Position annotation records>
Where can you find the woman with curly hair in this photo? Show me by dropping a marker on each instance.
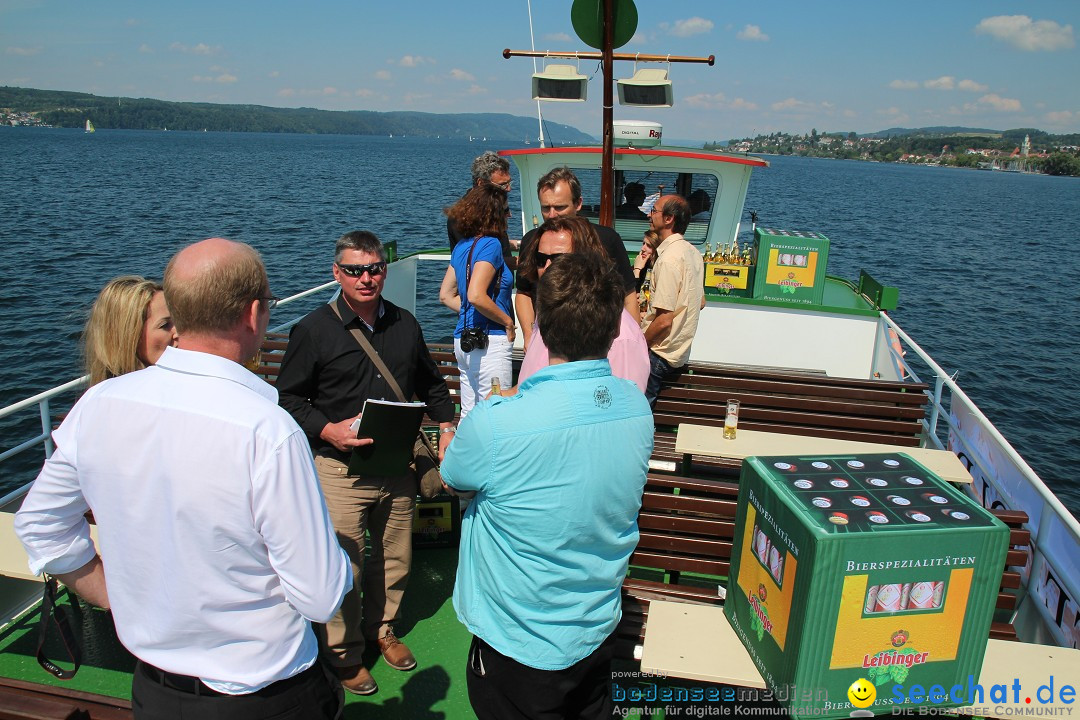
(477, 285)
(129, 328)
(559, 235)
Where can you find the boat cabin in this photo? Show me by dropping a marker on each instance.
(840, 335)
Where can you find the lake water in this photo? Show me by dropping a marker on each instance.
(987, 263)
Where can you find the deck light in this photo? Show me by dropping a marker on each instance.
(649, 87)
(559, 83)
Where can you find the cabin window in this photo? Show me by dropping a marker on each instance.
(631, 215)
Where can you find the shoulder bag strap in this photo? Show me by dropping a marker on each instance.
(52, 612)
(366, 345)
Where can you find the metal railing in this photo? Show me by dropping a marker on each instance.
(939, 412)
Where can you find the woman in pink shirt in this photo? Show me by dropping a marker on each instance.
(629, 355)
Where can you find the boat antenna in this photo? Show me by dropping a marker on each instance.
(532, 43)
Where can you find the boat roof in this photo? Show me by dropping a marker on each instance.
(685, 153)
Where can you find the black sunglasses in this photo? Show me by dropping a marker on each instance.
(374, 269)
(542, 258)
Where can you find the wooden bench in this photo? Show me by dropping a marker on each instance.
(788, 402)
(684, 554)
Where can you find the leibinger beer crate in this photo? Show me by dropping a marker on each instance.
(861, 568)
(791, 266)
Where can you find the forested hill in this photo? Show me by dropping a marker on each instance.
(64, 109)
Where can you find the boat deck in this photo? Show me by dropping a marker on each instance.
(436, 689)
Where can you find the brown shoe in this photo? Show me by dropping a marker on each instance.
(395, 652)
(358, 680)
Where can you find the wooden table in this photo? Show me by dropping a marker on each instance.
(707, 440)
(697, 642)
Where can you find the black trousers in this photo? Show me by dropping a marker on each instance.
(503, 689)
(310, 695)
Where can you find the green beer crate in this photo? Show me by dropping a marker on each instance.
(861, 568)
(436, 522)
(791, 266)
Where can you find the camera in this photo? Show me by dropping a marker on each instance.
(473, 338)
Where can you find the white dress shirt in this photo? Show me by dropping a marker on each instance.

BRIEF> Repeat the material above word for word, please, apart from its images.

EXERCISE OUTPUT>
Where can you find the woman with curly hair in this photo? Show me by dropping a marker on each instance.
(477, 285)
(129, 328)
(559, 235)
Where can you find the boat cabin in this photo? Show me by dropping a marker on each instance.
(840, 335)
Where can you find the lake water in this photo? Show me by dropping a marker on each instance.
(987, 263)
Where can you find the deck light in this photo? Show me by dropping a marker on each instance.
(649, 87)
(559, 83)
Where can you find the cabin window in this photo? Show me by dropping a marker on each instance.
(631, 215)
Where can you find the shoulder bag strap in this photo? Show me by dropping a marker on each instance.
(52, 612)
(366, 345)
Where can you find the metal railing in this photo? Show me by dropping a marker on each instance.
(939, 412)
Where can you find the woman in pink shirt in this photo? Show me by dropping a marker on each instance.
(629, 355)
Where can you find the boat antenna in this photo? Show me by dropping a marker on each instance.
(532, 43)
Where can you find the boat roof in this photo? Show me by dropping a marker on each instance.
(685, 153)
Where can you find the black sunglasses in this photo? Show me by dropping a marker on each instance.
(374, 269)
(542, 258)
Where can you find the wooden bench in this photo? Show me by dropping a marker on each instance.
(788, 402)
(684, 554)
Where can you find the leibinger beer crate in this photo? Show me by dropping a marker on each instance.
(861, 568)
(791, 266)
Where can you find the forested hill in this photo? Show me by dropping a marker on each instance.
(64, 109)
Where can you find the boat deck in this photo? Show me by dropping a marker on each instance.
(436, 689)
Where can you find the brown shoe in this photo? Show me by dropping a marker on each instance.
(395, 652)
(358, 680)
Where can you find the wooden table in this photo? Show me by dropping a marker on each instance.
(707, 440)
(697, 642)
Where can you find the black trousers in this photo? Show me by dropping a marker on each instance.
(503, 689)
(310, 695)
Where can you find the green beer crate in this photo? Show me by dropping a marker on each instance.
(861, 568)
(436, 522)
(791, 266)
Where can you find the camera in this photo? Show me by dropping a marker on each instance.
(473, 338)
Where can you find the white dress shirt in this photo? Show me by dropping a marker on each instance.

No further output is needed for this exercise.